INSTRUCTION 1
In the squadron history below, rewrite the paragraph beginning "731 NAS pilots, who were already qualified" as a short bulleted list that keeps its main facts.
INSTRUCTION 2
Decide whether each statement agrees with the squadron history below: (a) the squadron was formed at RNAS East Haven on 5 December 1943; (b) the Dummy Carrier Island was a converted 1930s Albion bus; (c) the DLCO training course lasted six weeks. Answer yes or no for each and quote the deciding words.
INSTRUCTION 3
Resume the squadron history of 731 Naval Air Squadron below, carrying on from its final sentence.

EXTRACT
-- start --
731 Naval Air Squadron (731 NAS) was a Naval Air Squadron of the Royal Navy's Fleet Air Arm. It was active between 1943 and 1945 and its sole role throughout its formation was a Deck Landing Control Officer training squadron. It was based out of RNAS East Haven (HMS Peewit) in Scotland, as part of the Deck Landing Training School based there.

History of 731 NAS

Deck Landing Control Officer training (1943 - 1945) 

On 5 December 1943, 731 Naval Air Squadron was formed at RNAS East Haven (HMS Peewit), located approximately  east of Carnoustie and  south west of Arbroath, in Angus, Scotland, for the training of Deck Landing Control Officers (DLCOs).

The squadron joined with two other Naval Air Squadrons, 767 NAS, a DLT squadron and 769 NAS, a Torpedo, bomber and reconnaissance (TBR) DLT squadron. Together they formed the Deck Landing Training School at RNAS East Haven.

Training

731 NAS pilots, who were already qualified for carrier deck landing, operated a number of various Fleet Air Arm aircraft. Initially operating with Hawker Sea Hurricane and Fairey Swordfish aircraft, they flew continuous circuits and approaches to land on whichever runway was in use. This enabled the prospective DLCOs to direct their approach and familiarise themselves with the differing landing characteristics across the aircraft types operated within the Fleet Air Arm.

The runway in use was known as the 'Dummy Deck', the trainee DLCOs were known as 'Batsmen' and the repetitive work earned them the nickname 'Clockwork Mice'. A Dummy Carrier Island was introduced, in an attempt to create authenticity, in the form of a converted 1930s Albion bus and given the nickname 'H.M.S. Spurious'.

Trainee DLCOs used high visibility paddles during the day and illuminated paddles at night. The paddles were similar to tennis rackets or 'bats', hence the DLCOs being referred to as 'bats'.

The DLCO trainees had to learn the different signals used to communicate with the pilot during an intensive three week training course. Signals were given until the aircraft was committed to land, however, if the approach was deemed unsafe the trainee would 'wave him off', to go around for another approach.

Training in aircraft carrier flight deck activities and incidents was provided through the Aircraft Handling and Fire Fighting schools, both located at East Haven. Curriculum included aircraft parking and taxi after landing, simulated ready for take off manuevering, the spreading and folding of wings and fire fighting.
-- end --
DATA SUPPLIED
-- start --
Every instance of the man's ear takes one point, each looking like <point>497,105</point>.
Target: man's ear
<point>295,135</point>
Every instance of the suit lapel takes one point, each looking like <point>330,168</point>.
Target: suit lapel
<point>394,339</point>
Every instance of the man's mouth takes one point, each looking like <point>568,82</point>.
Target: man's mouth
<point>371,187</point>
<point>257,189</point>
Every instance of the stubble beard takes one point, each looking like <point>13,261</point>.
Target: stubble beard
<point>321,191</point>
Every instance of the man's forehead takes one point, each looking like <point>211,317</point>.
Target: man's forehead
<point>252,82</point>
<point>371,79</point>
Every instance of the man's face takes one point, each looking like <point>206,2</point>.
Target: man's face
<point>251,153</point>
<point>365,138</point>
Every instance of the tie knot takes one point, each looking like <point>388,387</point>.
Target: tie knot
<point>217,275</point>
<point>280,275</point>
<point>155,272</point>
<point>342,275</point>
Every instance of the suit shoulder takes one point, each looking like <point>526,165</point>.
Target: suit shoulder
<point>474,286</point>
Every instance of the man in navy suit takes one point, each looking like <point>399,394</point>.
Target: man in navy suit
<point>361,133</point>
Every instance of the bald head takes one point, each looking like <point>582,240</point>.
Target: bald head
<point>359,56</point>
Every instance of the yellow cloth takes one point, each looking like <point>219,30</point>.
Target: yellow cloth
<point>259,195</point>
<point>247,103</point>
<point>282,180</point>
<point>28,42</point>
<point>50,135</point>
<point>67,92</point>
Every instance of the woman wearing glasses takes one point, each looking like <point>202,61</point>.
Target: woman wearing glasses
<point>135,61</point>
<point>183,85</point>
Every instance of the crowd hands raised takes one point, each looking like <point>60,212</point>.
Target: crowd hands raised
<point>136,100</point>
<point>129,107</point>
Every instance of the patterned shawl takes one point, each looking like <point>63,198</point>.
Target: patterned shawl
-- end --
EXPECTED ANSWER 1
- The pilots were already qualified for carrier deck landing.
- They operated various Fleet Air Arm aircraft, at first Hawker Sea Hurricanes and Fairey Swordfish.
- They flew continuous circuits and approaches to land on whichever runway was in use.
- This let prospective DLCOs direct the approaches and learn the differing landing characteristics of the Fleet Air Arm's aircraft types.

EXPECTED ANSWER 2
(a) Yes: "On 5 December 1943, 731 Naval Air Squadron was formed at RNAS East Haven (HMS Peewit)"
(b) Yes: "in the form of a converted 1930s Albion bus"
(c) No: "an intensive three week training course"

EXPECTED ANSWER 3
The training course ended with the trainees operating on an actual aircraft carriers. A number of escort aircraft carriers were assigned as Deck Landing Training (DLT) Carriers. Carriers on DLT duty included:
the Attacker-class escort carrier, HMS Ravager (D70) (January 1944)
the Ruler-class escort carrier, HMS Khedive (D62) (June 1944)
the Ruler-class escort carrier, HMS Rajah (D10) (August 1944)
the Ruler-class escort carrier, HMS Ranee (D03) (November 1944)
the Ruler-class escort carrier, HMS Speaker (D90) (November 1944)
the Ruler-class escort carrier, HMS Smiter (D55) (January - May - April 1945)
the Attacker-class escort carrier, HMS Battler (D18) (July – September 1945).

Fairey Fulmar aircraft arrived in early 1944, these being followed by Supermarine Seafire and Vought Corsair by mid year. Around December 1944 Fairey Firefly were received, with Fairey Barracuda arriving around the middle of 1945.

Disbandment

731 Naval Air Squadron was disbanded on the 1 November 1945, at RNAS East Haven.

Aircraft flown 

The squadron has flown a number of different aircraft types, including:
 Hawker Sea Hurricane Ib (Dec 1943 - Jun 1944)
 Fairey Swordfish I (Dec 1943 - Nov 1945)
 Fairey Swordfish II (Dec 1943 - Nov 1945)
 Fairey Fulmar II (Mar 1944 - Jun 1944)
 Supermarine Seafire Ib (May 1944 - Feb 1945)
 Vought F4U Corsair II (Jun 1944 - Nov 1945)
 Vought F4U Corsair III (Jun 1944 - Nov 1945)
 Fairey Swordfish III (Nov 1944 - Nov 1945)
 Fairey Firefly I (Dec 1944 - Nov 1945)
 Supermarine Seafire IIc (Feb 1945 - Nov 1945)
 Fairey Barracuda II (Jul 1945 - Nov 1945)

Naval Air Stations  

731 Naval Air Squadron operated from a single naval air station of the Royal Navy, in Scotland:
Royal Naval Air Station EAST HAVEN (5 December 1943 - 1 November 1945)

Commanding Officers 

List of commanding officers of 731 Naval Air Squadron with month and year of appointment and end:
 Lt-Cdr(A) K. Stillard, RNVR (Dec 1943 – Jan 1945)
 Lt-Cdr R. Prideham-Wippell, RN (Jan 1945 – Nov 1945)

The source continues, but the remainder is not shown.